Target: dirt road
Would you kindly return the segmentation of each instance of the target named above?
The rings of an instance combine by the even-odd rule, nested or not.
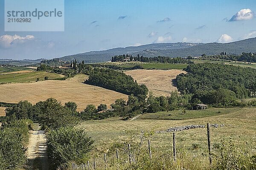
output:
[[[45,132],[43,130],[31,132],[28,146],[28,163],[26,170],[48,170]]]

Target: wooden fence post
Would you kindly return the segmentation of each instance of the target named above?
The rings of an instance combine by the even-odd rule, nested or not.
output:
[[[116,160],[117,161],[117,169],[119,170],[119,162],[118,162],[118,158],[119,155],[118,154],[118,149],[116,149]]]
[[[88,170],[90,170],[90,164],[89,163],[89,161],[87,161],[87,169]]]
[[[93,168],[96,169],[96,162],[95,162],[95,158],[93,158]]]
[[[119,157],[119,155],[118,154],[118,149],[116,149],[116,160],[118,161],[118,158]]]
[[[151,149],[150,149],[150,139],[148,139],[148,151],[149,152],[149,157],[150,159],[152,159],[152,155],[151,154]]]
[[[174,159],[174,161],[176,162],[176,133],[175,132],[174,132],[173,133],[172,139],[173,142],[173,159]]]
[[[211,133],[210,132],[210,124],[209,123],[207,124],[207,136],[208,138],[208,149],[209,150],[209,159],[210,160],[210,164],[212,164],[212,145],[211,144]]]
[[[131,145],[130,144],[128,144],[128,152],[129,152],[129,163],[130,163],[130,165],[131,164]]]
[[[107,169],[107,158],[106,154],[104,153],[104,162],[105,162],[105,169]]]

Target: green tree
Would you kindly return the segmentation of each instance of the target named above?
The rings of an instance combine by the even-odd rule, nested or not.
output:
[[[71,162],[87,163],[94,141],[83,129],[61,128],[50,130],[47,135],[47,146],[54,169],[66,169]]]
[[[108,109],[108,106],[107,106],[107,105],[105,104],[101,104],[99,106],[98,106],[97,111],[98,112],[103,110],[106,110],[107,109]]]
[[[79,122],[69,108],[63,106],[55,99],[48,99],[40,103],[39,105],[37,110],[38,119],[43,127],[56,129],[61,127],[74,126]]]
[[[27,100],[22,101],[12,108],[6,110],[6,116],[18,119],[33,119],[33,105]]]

──────

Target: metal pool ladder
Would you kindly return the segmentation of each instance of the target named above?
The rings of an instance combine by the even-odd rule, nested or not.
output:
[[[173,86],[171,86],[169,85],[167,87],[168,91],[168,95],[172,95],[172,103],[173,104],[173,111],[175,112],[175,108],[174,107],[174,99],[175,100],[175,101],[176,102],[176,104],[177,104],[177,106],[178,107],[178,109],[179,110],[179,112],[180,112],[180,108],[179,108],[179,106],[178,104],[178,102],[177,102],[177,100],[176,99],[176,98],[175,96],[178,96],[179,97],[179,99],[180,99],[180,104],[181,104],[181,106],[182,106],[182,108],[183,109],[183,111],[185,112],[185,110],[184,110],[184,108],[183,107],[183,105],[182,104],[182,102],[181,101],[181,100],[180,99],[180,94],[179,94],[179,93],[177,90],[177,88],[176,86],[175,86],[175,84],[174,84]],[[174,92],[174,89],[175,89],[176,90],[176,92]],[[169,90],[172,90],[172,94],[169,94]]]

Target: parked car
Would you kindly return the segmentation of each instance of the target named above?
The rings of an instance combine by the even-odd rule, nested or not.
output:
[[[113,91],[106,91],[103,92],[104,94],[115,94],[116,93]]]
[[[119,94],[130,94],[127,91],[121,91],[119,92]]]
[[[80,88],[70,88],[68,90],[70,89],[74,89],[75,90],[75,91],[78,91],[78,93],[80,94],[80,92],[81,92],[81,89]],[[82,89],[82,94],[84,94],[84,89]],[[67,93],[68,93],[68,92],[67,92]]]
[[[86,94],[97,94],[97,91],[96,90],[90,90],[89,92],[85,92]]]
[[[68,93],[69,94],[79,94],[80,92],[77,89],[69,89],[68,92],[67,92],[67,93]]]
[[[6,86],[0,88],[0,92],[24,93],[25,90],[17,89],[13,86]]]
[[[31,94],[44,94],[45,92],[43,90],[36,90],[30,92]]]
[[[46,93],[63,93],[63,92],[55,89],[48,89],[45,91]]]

──────

» Directive
Copy out the part of the data that opens with the line containing "Target: parked car" and closes with the line containing "[[[46,93],[63,93],[63,92],[55,89],[48,89],[45,91]]]", switching "instance" to "object" throughout and keeping everything else the same.

» Correct result
Target: parked car
Would you kindly return the segmentation of each object of the target named above?
The rings of an object combine by the even-odd rule, nested or not.
output:
[[[113,91],[106,91],[103,92],[104,94],[115,94],[116,93]]]
[[[119,94],[130,94],[127,91],[121,91],[119,92]]]
[[[80,88],[70,88],[68,90],[70,89],[74,89],[75,90],[75,91],[78,91],[78,93],[80,94],[80,92],[81,92],[81,89]],[[82,89],[82,94],[84,94],[84,89]],[[67,93],[68,93],[68,92],[67,92]]]
[[[86,94],[97,94],[97,91],[96,90],[90,90],[89,92],[85,92]]]
[[[68,93],[69,94],[79,94],[80,92],[77,89],[69,89],[68,92],[67,92],[67,93]]]
[[[6,86],[0,88],[0,92],[24,93],[25,90],[17,89],[13,86]]]
[[[31,94],[44,94],[45,92],[43,90],[36,90],[30,92]]]
[[[46,93],[63,93],[63,92],[55,89],[48,89],[45,91]]]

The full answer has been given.